Copy every line of the entries below word for word, omitting the pictures.
--- DATA SHOWN ---
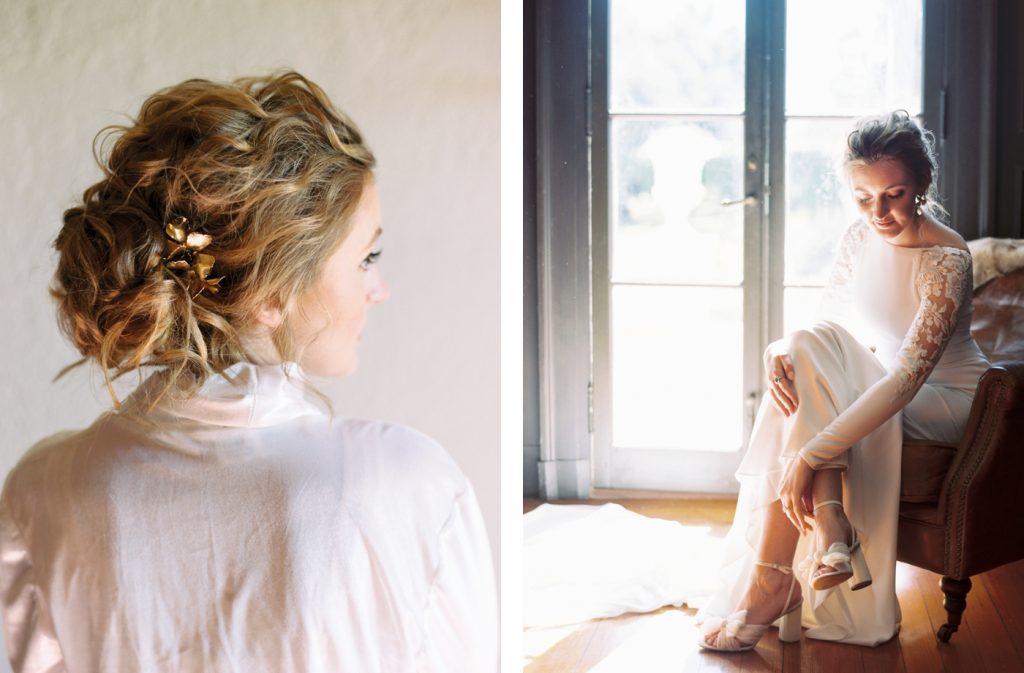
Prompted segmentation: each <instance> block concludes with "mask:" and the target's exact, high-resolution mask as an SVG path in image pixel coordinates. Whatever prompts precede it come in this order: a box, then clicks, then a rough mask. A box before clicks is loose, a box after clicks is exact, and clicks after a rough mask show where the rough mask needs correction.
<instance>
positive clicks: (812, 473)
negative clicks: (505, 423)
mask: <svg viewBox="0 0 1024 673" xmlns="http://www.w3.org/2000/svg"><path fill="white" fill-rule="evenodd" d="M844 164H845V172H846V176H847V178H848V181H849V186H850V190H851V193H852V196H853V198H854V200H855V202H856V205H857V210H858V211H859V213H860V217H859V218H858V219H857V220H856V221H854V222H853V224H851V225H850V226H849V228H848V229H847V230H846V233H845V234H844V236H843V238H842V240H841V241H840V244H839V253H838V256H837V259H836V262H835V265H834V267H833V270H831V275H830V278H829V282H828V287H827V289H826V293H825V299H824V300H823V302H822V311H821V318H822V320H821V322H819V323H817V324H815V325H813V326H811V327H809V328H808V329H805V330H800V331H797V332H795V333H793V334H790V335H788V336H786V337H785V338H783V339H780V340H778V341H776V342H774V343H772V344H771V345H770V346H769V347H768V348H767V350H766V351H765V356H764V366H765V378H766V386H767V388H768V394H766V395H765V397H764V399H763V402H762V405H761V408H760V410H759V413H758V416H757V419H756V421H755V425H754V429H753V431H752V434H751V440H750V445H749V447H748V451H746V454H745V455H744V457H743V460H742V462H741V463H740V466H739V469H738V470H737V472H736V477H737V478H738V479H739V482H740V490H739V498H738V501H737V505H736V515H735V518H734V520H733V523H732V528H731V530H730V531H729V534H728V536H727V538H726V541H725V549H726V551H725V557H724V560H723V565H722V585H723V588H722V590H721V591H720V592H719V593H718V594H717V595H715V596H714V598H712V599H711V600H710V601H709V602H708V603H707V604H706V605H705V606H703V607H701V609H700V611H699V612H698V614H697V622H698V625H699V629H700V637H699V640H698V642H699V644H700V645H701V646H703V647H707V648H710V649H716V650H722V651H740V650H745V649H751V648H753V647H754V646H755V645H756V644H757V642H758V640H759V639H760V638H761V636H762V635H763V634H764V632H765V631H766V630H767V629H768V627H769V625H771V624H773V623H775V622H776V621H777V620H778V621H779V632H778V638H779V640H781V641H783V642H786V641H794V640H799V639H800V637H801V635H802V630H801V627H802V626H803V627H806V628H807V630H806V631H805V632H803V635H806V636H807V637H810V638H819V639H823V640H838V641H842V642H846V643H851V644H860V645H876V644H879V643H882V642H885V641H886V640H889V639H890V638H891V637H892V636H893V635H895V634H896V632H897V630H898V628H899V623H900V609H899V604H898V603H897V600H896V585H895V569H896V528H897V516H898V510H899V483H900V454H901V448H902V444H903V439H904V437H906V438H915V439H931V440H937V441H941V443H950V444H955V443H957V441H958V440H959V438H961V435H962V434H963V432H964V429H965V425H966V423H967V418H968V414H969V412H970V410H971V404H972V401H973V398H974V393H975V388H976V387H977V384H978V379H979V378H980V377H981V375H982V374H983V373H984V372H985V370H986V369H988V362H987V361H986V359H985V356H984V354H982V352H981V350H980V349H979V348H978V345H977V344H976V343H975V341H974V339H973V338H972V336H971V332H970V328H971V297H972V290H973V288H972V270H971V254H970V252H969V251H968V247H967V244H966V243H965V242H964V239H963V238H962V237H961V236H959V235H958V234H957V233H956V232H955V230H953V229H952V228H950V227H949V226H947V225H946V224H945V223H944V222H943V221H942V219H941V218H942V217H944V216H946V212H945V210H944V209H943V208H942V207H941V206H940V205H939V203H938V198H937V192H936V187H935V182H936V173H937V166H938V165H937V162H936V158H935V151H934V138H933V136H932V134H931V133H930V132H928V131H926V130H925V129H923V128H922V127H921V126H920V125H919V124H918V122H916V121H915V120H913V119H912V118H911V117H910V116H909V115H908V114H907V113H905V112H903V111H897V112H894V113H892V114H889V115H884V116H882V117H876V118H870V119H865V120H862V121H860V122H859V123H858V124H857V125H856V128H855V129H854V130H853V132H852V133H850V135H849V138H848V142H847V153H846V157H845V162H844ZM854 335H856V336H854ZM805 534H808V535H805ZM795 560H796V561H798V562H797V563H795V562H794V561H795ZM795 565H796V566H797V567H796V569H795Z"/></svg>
---
_RESPONSE TO THIS TASK_.
Prompted segmentation: each <instance> block concludes with "mask:" and the target's exact, high-resolution mask as an SVG path in image pixel coordinates. Whatever prompts precede it come in this order: a box, then clicks, then a rough mask. A box before clicks is loose, a box after clicks is exact, and clicks after a rough mask show where the rough mask needs correction.
<instance>
positive clicks: (812, 473)
negative clicks: (505, 423)
mask: <svg viewBox="0 0 1024 673" xmlns="http://www.w3.org/2000/svg"><path fill="white" fill-rule="evenodd" d="M844 164H845V172H846V176H847V178H848V181H849V186H850V190H851V193H852V196H853V198H854V200H855V202H856V205H857V210H858V211H859V213H860V217H859V218H858V219H857V220H856V221H854V222H853V224H851V225H850V226H849V228H848V229H847V230H846V233H845V234H844V236H843V238H842V240H841V241H840V244H839V253H838V256H837V259H836V262H835V265H834V267H833V270H831V275H830V278H829V282H828V287H827V289H826V293H825V299H824V300H823V302H822V311H821V318H822V320H821V322H819V323H817V324H815V325H813V326H811V327H809V328H808V329H805V330H800V331H797V332H795V333H793V334H790V335H788V336H786V337H785V338H783V339H780V340H778V341H776V342H774V343H772V344H771V345H770V346H769V347H768V348H767V350H766V351H765V356H764V366H765V378H766V386H767V388H768V394H766V395H765V397H764V399H763V402H762V405H761V408H760V410H759V413H758V416H757V419H756V421H755V425H754V429H753V431H752V434H751V440H750V445H749V447H748V451H746V454H745V455H744V457H743V460H742V462H741V463H740V466H739V469H738V470H737V472H736V477H737V478H738V479H739V482H740V490H739V498H738V501H737V505H736V515H735V518H734V520H733V523H732V528H731V530H730V531H729V534H728V536H727V538H726V541H725V549H726V551H725V557H724V560H723V565H722V585H723V588H722V590H721V591H720V592H719V593H718V594H717V595H715V596H714V598H712V599H711V600H710V601H709V602H708V603H707V604H706V605H705V606H703V607H701V609H700V611H699V612H698V614H697V622H698V625H699V629H700V637H699V640H698V642H699V644H700V645H701V646H703V647H707V648H710V649H716V650H722V651H740V650H745V649H751V648H753V647H754V646H755V645H756V644H757V642H758V640H759V639H760V638H761V636H762V635H763V634H764V632H765V631H766V630H767V629H768V627H769V625H771V624H773V623H775V622H776V621H777V620H778V621H779V632H778V638H779V640H781V641H783V642H786V641H794V640H799V639H800V637H801V635H802V630H801V627H802V626H803V627H806V628H807V630H806V631H805V632H803V635H806V636H807V637H810V638H819V639H823V640H838V641H842V642H846V643H851V644H860V645H876V644H879V643H882V642H885V641H886V640H889V639H890V638H891V637H892V636H893V635H895V634H896V632H897V630H898V628H899V623H900V609H899V604H898V603H897V600H896V585H895V569H896V528H897V516H898V510H899V483H900V454H901V448H902V444H903V439H904V437H906V438H915V439H931V440H937V441H941V443H950V444H955V443H957V441H958V440H959V438H961V435H962V434H963V432H964V429H965V425H966V423H967V418H968V414H969V412H970V410H971V404H972V401H973V398H974V393H975V388H976V387H977V384H978V379H979V378H980V377H981V375H982V374H983V373H984V372H985V370H986V369H988V362H987V361H986V359H985V356H984V354H982V352H981V350H980V349H979V348H978V345H977V344H976V343H975V341H974V339H973V338H972V336H971V332H970V328H971V297H972V290H973V288H972V270H971V254H970V252H969V251H968V247H967V244H966V243H965V242H964V239H963V238H962V237H961V236H959V235H958V234H957V233H956V232H955V230H953V229H952V228H950V227H949V226H947V225H946V224H945V223H944V222H943V221H942V219H941V218H942V217H944V216H946V212H945V210H944V209H943V208H942V207H941V206H940V205H939V203H938V198H937V192H936V187H935V182H936V173H937V166H938V165H937V162H936V158H935V151H934V138H933V136H932V134H931V133H930V132H928V131H926V130H925V129H923V128H922V127H921V126H920V125H919V124H918V122H916V121H915V120H913V119H912V118H911V117H910V116H909V115H908V114H907V113H905V112H903V111H897V112H894V113H892V114H889V115H884V116H882V117H876V118H870V119H865V120H862V121H860V122H859V123H858V124H857V125H856V128H855V129H854V130H853V132H852V133H850V135H849V138H848V142H847V153H846V157H845V162H844ZM854 335H856V336H854ZM805 534H808V535H805ZM795 560H796V561H798V562H797V563H795V562H794V561H795ZM795 565H796V566H797V567H796V569H795Z"/></svg>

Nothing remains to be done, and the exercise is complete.